Referring expression data:
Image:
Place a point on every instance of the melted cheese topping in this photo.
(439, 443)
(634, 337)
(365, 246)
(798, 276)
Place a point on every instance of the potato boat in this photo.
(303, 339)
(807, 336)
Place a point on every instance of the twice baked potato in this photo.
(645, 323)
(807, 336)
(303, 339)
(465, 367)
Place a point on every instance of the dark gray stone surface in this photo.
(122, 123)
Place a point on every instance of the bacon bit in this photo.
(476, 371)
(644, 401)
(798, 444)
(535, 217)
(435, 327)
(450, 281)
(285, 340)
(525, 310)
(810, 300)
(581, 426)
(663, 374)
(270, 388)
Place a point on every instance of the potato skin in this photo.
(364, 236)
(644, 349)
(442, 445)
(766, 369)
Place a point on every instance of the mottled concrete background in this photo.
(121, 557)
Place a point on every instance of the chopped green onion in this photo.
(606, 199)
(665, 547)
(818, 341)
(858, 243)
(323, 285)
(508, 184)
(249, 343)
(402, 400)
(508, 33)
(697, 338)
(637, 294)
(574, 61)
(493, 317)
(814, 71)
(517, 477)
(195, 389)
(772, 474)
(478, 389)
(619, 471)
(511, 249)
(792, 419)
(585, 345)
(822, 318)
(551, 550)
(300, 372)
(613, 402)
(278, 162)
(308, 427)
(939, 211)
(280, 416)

» **Problem to solve**
Lines from the one that contains "Place a point on every instance of the mottled" through the final line of the entries must be duplicated exactly, and no other lines.

» **The answer**
Place a point on every instance of the mottled concrete background in this photo.
(121, 557)
Place a point on every instance of the chopped green onion in this photo.
(606, 199)
(665, 547)
(818, 341)
(858, 243)
(323, 285)
(508, 184)
(249, 343)
(402, 400)
(508, 33)
(697, 338)
(637, 294)
(574, 61)
(493, 317)
(814, 71)
(517, 477)
(195, 389)
(772, 474)
(478, 389)
(619, 471)
(511, 249)
(792, 419)
(585, 345)
(822, 318)
(551, 550)
(300, 372)
(613, 402)
(278, 162)
(308, 427)
(939, 211)
(280, 416)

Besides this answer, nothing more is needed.